◆ **Text**
....

Sheffield Council is to look at the impact of relocating grit bins across the city after it received a flurry of complaints from residents.
Residents in Shirecliffe and Burncross have seen cars get trapped and people slip on icy roads after the removal of their neighbourhood grit bins as part of money-saving measures.
Carl Wajs, of Meadow Drive in Burncross, said: “The grit bin on our road has been there for 30 years - removing it has caused a lot of problems. We’ve had to push cars up the hill and people are falling over.”
Heavy snow and ice has caused disruption to bin and bus services since the weekend.
Grit bins were removed as part of a winter review to save £100,000.
The council has already reversed its decision to change priority two gritting routes after dozens of collisions last month.
Today the authority said there had been a ‘good level’ of buses, hospital sites had been kept in a good state and as the weather thawed the city ‘will soon be back to normal’.
Coun Jayne Dunn, cabinet member for environment, thanked people for their patience after the snowfall and freezing temperatures.

....

◆ **Available data**
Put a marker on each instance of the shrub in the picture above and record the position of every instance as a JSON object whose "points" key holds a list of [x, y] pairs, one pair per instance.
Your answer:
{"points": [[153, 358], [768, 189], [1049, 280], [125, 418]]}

....

◆ **Problem description**
Quote the article on Sheffield's grit bins word for word, starting at "Heavy snow and" and ending at "and freezing temperatures.". The lines above are unrelated to the article on Sheffield's grit bins.

◆ **Solved problem**
Heavy snow and ice has caused disruption to bin and bus services since the weekend.
Grit bins were removed as part of a winter review to save £100,000.
The council has already reversed its decision to change priority two gritting routes after dozens of collisions last month.
Today the authority said there had been a ‘good level’ of buses, hospital sites had been kept in a good state and as the weather thawed the city ‘will soon be back to normal’.
Coun Jayne Dunn, cabinet member for environment, thanked people for their patience after the snowfall and freezing temperatures.